* **THINGS TO DO**:
1. Answer these questions about the personal essay:
(a) In which city did the narrator arrive the week Adam recorded the song?
(b) In what kind of place were the narrator and the host meeting the host's friend in San Francisco?
(c) In what region was the family homestead where the narrator worked for board?
2. Please edit the personal essay by writing out the passage that opens with "Just own it" and closes with "disclosing the dirt.", changing "kneejerk" to "reflexive".
3. Name every geographic place mentioned in the personal essay.

Segment Start: DOCUMENT EXTRACT

Last night, for the first time in a very long time, I felt drawn to find the video of a song he recorded the week I arrived in Austin. And, as I watched it, I sobbed. And I let myself feel true fucking brutal loss. Because I’d been there, with him, in that room, and he’d pulled that mattress down from the wall while I stood in the doorway. And he played me that song, and I was relieved to honestly say that I liked it. That was the version of him I knew. That was the version of him I touched. That was the version of him I kissed. That physical body, those exact human cells, immortalised in moving pixels. But he’s gone, and I miss him, and how can someone like that just be gone?

And, even more selfishly, I sobbed because I’m at a place in my life now where I’m so much more ready for a man like Adam to grace me with his presence. I couldn’t make the most of the time I had with him when I had it. If he were alive, at least I could fantasise about the possibility of reconnecting.

Maybe that was always the heart of it. I always knew what he was, and I knew I was on the way to it. And, regardless of what form it took, I wanted to be able to stand face to face with him when I got there. But he doesn’t have a face anymore. He’s not a man anymore. So I can’t.

Just own it

I used to find it impossible to admit to my mistakes and failings.

I’d drag myself over hot coals for the slightest misdemeanour, but outing myself to somebody else? Not a fucking chance. I think I thought everyone else was a whole lot closer to perfect than I was, and the only way I could ever be remotely accepted by anyone was to at least pretend that I was too.

When I was younger, this resulted in me snaring myself in kneejerk denials that led to bizarre, convoluted, improv lie-trains that surely weren’t fooling anyone. As I grew up, I calmed my powerful instinct to deny, and instead developed a more sophisticated tactic of mitigating my blame. I also learned to skirt around the lie; to say true but misleading or distracting things that let me avoid disclosing the dirt.

I always felt guilty about trying to shirk the guilt, so I was always struggling to change my behaviour. But the shame within me was just so crippling that I was never wholly successful. I could never fully own my shortcomings.

A few years ago, I was working for board at a family homestead in Northern California and one of my hosts took me into San Francisco to meet her friend who was flying in. We were meeting in a jazz bar, and after we found parking, there was a short walk up a decently inclined street. I hadn’t given it a thought, and started walking at my usual pace when my host had to stop me. She was very overweight and couldn’t keep up.

She told me about how she could barely walk a block these days, and hills got her out of breath in a few steps, as we made our slow and staggered ascent. What she described, and what I could see, was a reality I couldn’t imagine, and had my mind reeling at the countless implications it must have for every moment of her life.

But then, more strikingly, she very matter-of-factly told me how deeply it bothered her, how it was a very real, very big problem in her life that she was very aware of, and how simultaneously she was very aware of the fact she was doing absolutely nothing about it. No excuses, no complaining, no sugarcoating, no joking, no agenda – just a plain, simple describing of the very personal facts in a totally casual, unloaded way.

This was a quality of hers that I saw displayed a number of times while I stayed there. She just owned herself and her flaws entirely. Fucking wow. I want that level of bravery. I think that was the first time I’d really seen true authenticity modelled to me in the real world. It was inspiring, and it stayed with me.

There are still certain areas of my life that I find it difficult to own up to, but damn have I come a long way. Finding a metric to aspire to instead of a metric to fear made all the difference.

Segment End: DOCUMENT EXTRACT
Segment Start: SUPPLIED MATERIAL

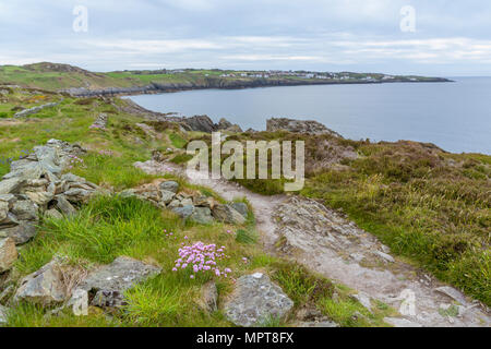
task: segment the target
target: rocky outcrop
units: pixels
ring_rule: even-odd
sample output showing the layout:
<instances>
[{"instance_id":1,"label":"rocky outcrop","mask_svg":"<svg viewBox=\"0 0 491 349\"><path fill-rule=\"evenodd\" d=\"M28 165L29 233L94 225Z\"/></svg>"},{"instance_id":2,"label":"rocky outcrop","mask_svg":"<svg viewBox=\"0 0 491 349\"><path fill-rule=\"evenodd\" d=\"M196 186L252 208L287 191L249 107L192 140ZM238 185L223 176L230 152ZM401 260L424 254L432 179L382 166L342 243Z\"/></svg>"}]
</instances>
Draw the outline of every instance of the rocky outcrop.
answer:
<instances>
[{"instance_id":1,"label":"rocky outcrop","mask_svg":"<svg viewBox=\"0 0 491 349\"><path fill-rule=\"evenodd\" d=\"M192 193L189 191L179 192L179 183L176 181L155 181L151 184L125 190L119 195L147 201L158 208L171 210L182 219L189 219L201 225L212 224L214 220L242 225L246 222L249 213L249 208L243 203L223 205L212 196L205 196L199 191ZM233 207L237 207L241 213Z\"/></svg>"},{"instance_id":2,"label":"rocky outcrop","mask_svg":"<svg viewBox=\"0 0 491 349\"><path fill-rule=\"evenodd\" d=\"M21 280L14 300L49 306L69 298L60 261L53 260Z\"/></svg>"},{"instance_id":3,"label":"rocky outcrop","mask_svg":"<svg viewBox=\"0 0 491 349\"><path fill-rule=\"evenodd\" d=\"M255 273L237 280L236 289L225 303L225 315L238 326L251 327L272 318L283 318L294 308L282 288Z\"/></svg>"},{"instance_id":4,"label":"rocky outcrop","mask_svg":"<svg viewBox=\"0 0 491 349\"><path fill-rule=\"evenodd\" d=\"M7 325L7 308L0 305L0 327Z\"/></svg>"},{"instance_id":5,"label":"rocky outcrop","mask_svg":"<svg viewBox=\"0 0 491 349\"><path fill-rule=\"evenodd\" d=\"M32 116L33 113L38 113L38 112L41 111L43 109L46 109L46 108L52 108L52 107L56 107L56 106L58 106L58 105L59 105L59 103L48 103L48 104L43 105L43 106L38 106L38 107L33 107L33 108L29 108L29 109L25 109L25 110L22 110L22 111L16 112L16 113L14 115L14 118L25 118L25 117Z\"/></svg>"},{"instance_id":6,"label":"rocky outcrop","mask_svg":"<svg viewBox=\"0 0 491 349\"><path fill-rule=\"evenodd\" d=\"M77 287L89 294L95 294L92 305L115 308L124 305L124 291L139 282L154 277L161 268L137 260L121 256L111 264L101 266L91 273ZM87 298L88 299L88 298Z\"/></svg>"},{"instance_id":7,"label":"rocky outcrop","mask_svg":"<svg viewBox=\"0 0 491 349\"><path fill-rule=\"evenodd\" d=\"M91 129L99 129L99 130L106 130L108 122L107 113L99 113L96 121L91 125Z\"/></svg>"},{"instance_id":8,"label":"rocky outcrop","mask_svg":"<svg viewBox=\"0 0 491 349\"><path fill-rule=\"evenodd\" d=\"M295 120L287 118L273 118L266 121L266 131L289 131L295 133L308 134L331 134L333 136L342 137L342 135L325 125L313 120Z\"/></svg>"},{"instance_id":9,"label":"rocky outcrop","mask_svg":"<svg viewBox=\"0 0 491 349\"><path fill-rule=\"evenodd\" d=\"M231 225L243 225L246 222L246 218L231 205L216 205L213 208L213 217L215 217L216 220Z\"/></svg>"},{"instance_id":10,"label":"rocky outcrop","mask_svg":"<svg viewBox=\"0 0 491 349\"><path fill-rule=\"evenodd\" d=\"M239 125L232 124L226 119L221 118L218 123L214 123L207 116L194 116L191 118L183 118L181 123L188 131L200 131L212 133L216 131L242 132Z\"/></svg>"},{"instance_id":11,"label":"rocky outcrop","mask_svg":"<svg viewBox=\"0 0 491 349\"><path fill-rule=\"evenodd\" d=\"M72 215L74 206L101 192L81 177L62 174L84 152L77 145L50 140L11 164L11 171L0 181L0 238L25 243L36 234L38 214Z\"/></svg>"},{"instance_id":12,"label":"rocky outcrop","mask_svg":"<svg viewBox=\"0 0 491 349\"><path fill-rule=\"evenodd\" d=\"M9 270L17 260L17 249L12 238L0 239L0 274Z\"/></svg>"}]
</instances>

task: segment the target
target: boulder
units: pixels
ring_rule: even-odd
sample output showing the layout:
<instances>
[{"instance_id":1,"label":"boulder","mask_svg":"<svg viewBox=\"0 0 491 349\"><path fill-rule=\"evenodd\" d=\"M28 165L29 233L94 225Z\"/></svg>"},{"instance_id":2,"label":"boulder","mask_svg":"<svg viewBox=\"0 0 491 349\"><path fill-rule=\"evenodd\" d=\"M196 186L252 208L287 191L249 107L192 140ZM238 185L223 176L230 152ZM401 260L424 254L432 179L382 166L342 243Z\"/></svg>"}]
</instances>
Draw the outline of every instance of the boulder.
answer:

Segment End: SUPPLIED MATERIAL

* **SET OF ANSWERS**:
1.
(a) Austin
(b) A jazz bar
(c) Northern California

2.
Just own it

I used to find it impossible to admit to my mistakes and failings.

I’d drag myself over hot coals for the slightest misdemeanour, but outing myself to somebody else? Not a fucking chance. I think I thought everyone else was a whole lot closer to perfect than I was, and the only way I could ever be remotely accepted by anyone was to at least pretend that I was too.

When I was younger, this resulted in me snaring myself in reflexive denials that led to bizarre, convoluted, improv lie-trains that surely weren’t fooling anyone. As I grew up, I calmed my powerful instinct to deny, and instead developed a more sophisticated tactic of mitigating my blame. I also learned to skirt around the lie; to say true but misleading or distracting things that let me avoid disclosing the dirt.

3. Austin, Northern California, San Francisco